What is required
Continue the news story about the Worthington Fire Department's grant for a turn-out gear dryer, beginning right after its last sentence.

Text block
• • • • • • •

WFD receives grant for new gear dryer

Drying turn-out gear mechanically will help firefighters reduce risk of disease and injury.

WFD dryer 2
WFD Chief Jason Larsen shows the specialized washing machine for turn-out gear. The soon-to-be-purchased dryer will be another step in helping firefighter stay safe. (Leah Ward / The Globe)

WORTHINGTON — The Worthington Fire Department has received a grant from the State Fire Marshal Division of the Minnesota Department of Safety to help purchase a dryer for firefighters' turn-out gear.

The grant offers $4,825.50 and comes with a local match of $1,608.50.

WFD Chief Jason Larsen explained that a dryer will make a big difference for the department. Currently, WFD has a specialized washer that's gentle on equipment. Turn-out gear cannot go in a traditional tumble dryer, which would ruin the fabric, so when firefighters wash their gear, they simply drape it over racks to air dry. This can take one or two days.

"The problem is, now my firefighter is without gear," Larsen said.

Were there a fire call while the gear is drying, the firefighter would have only two options — either wear damp gear or not go to the fire. Neither is ideal. By wearing damp gear, the firefighter would risk steam burns from the water being heated by fire.

• • • • • • •

Data supplied
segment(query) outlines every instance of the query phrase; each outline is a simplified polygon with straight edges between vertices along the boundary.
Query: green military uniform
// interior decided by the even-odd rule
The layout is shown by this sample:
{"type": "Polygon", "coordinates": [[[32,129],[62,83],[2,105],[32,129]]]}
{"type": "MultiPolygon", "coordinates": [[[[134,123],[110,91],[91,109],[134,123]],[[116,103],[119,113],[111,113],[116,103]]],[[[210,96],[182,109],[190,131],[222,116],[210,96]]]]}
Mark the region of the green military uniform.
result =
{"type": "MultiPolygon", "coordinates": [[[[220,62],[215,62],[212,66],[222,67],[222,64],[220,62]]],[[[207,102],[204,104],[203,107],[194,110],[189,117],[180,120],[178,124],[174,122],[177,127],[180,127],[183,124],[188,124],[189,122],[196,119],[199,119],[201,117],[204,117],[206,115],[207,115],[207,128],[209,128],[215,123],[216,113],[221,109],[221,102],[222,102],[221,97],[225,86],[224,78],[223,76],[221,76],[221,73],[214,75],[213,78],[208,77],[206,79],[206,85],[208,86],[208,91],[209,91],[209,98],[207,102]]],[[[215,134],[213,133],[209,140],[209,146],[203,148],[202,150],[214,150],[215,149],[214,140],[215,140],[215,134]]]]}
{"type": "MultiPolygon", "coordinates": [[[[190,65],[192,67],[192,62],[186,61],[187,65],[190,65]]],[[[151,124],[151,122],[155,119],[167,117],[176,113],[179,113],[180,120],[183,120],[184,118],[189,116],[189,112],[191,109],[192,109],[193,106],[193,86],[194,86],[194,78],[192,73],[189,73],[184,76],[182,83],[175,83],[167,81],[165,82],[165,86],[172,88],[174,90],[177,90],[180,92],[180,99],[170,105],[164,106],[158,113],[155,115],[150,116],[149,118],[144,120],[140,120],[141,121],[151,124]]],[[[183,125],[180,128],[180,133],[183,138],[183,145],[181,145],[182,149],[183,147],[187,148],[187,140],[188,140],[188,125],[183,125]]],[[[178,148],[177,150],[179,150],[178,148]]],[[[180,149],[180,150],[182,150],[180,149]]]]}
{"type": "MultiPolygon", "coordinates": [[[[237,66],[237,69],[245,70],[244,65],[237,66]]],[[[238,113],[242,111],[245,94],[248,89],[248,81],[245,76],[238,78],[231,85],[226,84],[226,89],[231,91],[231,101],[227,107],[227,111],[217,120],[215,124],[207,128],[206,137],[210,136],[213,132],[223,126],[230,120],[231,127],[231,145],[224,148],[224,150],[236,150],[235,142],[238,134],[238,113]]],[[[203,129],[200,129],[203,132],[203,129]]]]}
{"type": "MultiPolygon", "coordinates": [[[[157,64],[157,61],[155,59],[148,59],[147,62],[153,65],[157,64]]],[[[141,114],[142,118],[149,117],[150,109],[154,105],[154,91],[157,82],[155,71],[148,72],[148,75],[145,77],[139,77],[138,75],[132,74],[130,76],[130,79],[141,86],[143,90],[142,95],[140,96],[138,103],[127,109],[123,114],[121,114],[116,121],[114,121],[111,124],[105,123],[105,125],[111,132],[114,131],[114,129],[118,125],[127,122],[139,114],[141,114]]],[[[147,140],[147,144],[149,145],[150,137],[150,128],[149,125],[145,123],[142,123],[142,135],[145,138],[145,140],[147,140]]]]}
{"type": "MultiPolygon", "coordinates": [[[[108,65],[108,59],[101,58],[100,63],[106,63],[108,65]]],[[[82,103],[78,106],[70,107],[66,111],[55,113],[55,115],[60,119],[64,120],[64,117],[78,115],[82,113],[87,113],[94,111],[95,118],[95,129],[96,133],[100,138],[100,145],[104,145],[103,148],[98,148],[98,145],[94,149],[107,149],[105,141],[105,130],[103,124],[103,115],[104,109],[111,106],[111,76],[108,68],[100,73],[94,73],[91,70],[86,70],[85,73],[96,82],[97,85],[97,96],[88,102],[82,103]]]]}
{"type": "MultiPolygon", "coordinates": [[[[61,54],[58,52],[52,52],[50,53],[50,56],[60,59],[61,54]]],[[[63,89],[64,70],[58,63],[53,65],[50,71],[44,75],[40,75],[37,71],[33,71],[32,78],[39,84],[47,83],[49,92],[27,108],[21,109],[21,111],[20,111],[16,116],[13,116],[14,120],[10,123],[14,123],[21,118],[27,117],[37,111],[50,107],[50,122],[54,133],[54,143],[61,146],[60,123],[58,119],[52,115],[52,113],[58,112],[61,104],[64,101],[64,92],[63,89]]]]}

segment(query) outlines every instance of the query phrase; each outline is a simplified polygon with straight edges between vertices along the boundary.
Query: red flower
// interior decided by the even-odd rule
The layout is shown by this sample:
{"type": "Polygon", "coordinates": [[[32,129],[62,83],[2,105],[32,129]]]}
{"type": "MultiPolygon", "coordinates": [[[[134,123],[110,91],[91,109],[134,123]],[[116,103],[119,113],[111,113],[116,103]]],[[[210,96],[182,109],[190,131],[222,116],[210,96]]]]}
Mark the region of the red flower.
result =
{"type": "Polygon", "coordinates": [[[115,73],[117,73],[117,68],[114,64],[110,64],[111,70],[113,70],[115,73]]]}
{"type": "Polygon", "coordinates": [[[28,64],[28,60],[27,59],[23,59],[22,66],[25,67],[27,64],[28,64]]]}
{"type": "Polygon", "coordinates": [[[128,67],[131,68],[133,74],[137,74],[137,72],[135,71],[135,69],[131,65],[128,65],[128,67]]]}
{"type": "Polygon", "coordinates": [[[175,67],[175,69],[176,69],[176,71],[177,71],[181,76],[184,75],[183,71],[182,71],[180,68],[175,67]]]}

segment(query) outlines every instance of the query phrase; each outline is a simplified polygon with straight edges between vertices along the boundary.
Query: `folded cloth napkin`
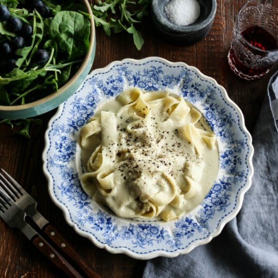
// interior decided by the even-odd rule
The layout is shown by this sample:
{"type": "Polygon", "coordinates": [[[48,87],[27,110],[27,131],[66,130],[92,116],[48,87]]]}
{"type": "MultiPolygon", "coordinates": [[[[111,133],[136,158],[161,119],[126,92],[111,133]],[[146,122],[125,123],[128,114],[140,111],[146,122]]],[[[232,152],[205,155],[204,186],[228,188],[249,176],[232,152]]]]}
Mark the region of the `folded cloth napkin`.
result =
{"type": "Polygon", "coordinates": [[[145,278],[278,277],[278,72],[268,95],[253,134],[252,186],[237,217],[187,254],[149,260],[145,278]]]}

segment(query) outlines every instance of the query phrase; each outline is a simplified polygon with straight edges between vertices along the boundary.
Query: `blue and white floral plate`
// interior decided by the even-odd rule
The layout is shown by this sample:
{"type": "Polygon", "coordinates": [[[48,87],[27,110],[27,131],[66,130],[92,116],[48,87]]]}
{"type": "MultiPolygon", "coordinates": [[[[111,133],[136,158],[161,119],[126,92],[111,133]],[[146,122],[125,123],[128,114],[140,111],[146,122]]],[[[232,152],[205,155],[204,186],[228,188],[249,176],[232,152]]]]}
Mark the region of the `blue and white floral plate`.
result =
{"type": "Polygon", "coordinates": [[[240,210],[251,186],[253,153],[242,113],[223,87],[195,67],[150,57],[114,62],[87,76],[50,120],[43,170],[51,197],[77,233],[112,253],[147,259],[186,254],[218,235],[240,210]],[[100,102],[118,95],[127,86],[175,91],[203,113],[217,135],[217,179],[202,203],[178,220],[121,218],[90,200],[80,186],[84,169],[79,130],[100,102]]]}

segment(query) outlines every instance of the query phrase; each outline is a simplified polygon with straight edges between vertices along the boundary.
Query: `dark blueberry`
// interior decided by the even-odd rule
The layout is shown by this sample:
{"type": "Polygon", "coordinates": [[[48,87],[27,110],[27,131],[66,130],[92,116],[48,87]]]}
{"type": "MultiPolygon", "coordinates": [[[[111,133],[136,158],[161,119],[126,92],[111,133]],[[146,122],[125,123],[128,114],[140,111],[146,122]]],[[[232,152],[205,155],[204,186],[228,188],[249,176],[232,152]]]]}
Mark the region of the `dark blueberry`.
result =
{"type": "Polygon", "coordinates": [[[30,37],[33,34],[33,27],[30,24],[23,24],[20,34],[24,37],[30,37]]]}
{"type": "Polygon", "coordinates": [[[6,62],[6,72],[10,72],[11,70],[16,68],[16,59],[14,58],[9,59],[6,62]]]}
{"type": "Polygon", "coordinates": [[[18,32],[22,27],[22,22],[16,17],[10,17],[7,24],[9,30],[11,32],[18,32]]]}
{"type": "Polygon", "coordinates": [[[0,44],[0,56],[2,57],[9,56],[12,54],[12,47],[8,41],[2,42],[0,44]]]}
{"type": "Polygon", "coordinates": [[[7,67],[7,61],[6,60],[0,60],[0,72],[5,72],[7,67]]]}
{"type": "Polygon", "coordinates": [[[25,45],[25,40],[21,36],[17,36],[12,40],[12,46],[15,50],[22,48],[25,45]]]}
{"type": "Polygon", "coordinates": [[[49,53],[44,49],[38,49],[34,55],[33,61],[37,65],[45,64],[49,59],[49,53]]]}
{"type": "Polygon", "coordinates": [[[6,21],[10,18],[10,12],[4,5],[0,5],[0,21],[6,21]]]}

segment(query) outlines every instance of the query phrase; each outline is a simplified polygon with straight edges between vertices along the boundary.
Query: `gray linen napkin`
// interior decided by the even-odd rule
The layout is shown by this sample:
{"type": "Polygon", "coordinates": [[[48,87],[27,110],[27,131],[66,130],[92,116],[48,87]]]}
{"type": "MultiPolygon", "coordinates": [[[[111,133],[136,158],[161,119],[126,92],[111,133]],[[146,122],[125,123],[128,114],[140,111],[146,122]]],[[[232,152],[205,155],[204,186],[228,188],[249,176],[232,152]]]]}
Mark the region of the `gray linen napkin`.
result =
{"type": "Polygon", "coordinates": [[[268,97],[253,134],[252,185],[237,217],[189,254],[149,260],[144,278],[278,277],[278,72],[268,97]]]}

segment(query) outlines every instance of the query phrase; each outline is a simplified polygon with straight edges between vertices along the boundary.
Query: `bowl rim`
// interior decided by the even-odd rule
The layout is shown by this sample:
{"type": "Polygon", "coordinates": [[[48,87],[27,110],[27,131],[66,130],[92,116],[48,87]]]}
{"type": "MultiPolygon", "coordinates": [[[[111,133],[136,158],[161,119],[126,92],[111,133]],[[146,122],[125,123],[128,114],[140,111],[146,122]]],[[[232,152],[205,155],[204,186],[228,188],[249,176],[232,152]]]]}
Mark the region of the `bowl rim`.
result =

• • • • • • •

Exercise answer
The new dryer will significantly decrease this risk by dropping drying time to a couple of hours. It will look like a cabinet containing a fan system that dries gear by circulating heated air around it.

Larsen noted that cleaning turn-out gear is an essential step in decreasing the risk of cancer among firefighters. Wearing soot-covered gear can be dangerous because moving around knocks dust loose, and the firefighter inhales the carcinogens from the soot particles. The National Institute for Occupational Safety and Health has found that nationwide, firefighters face a 9% higher risk of cancer diagnosis and 14% higher risk of cancer-related death than the average American.

"NFPA (National Fire Prevention Association) standards are changing, trying to help people be healthier," he said. National efforts to protect firefighters have been strengthening since 9/11, when 343 firefighters were killed on duty.

In addition to washing turn-out gear as needed, Larsen said WFD firefighters also use special wipes on their hands, faces and necks when they return from fires. Acquiring the new gear dryer is the next step toward keeping local firefighters a little more safe.

Purchase and installation of the new dryer will happen sometime between now and June 2020.

WFD dryer 1
Firefighters' gear must be properly cleaned and maintained in order to keep them safe. (Leah Ward / The Globe)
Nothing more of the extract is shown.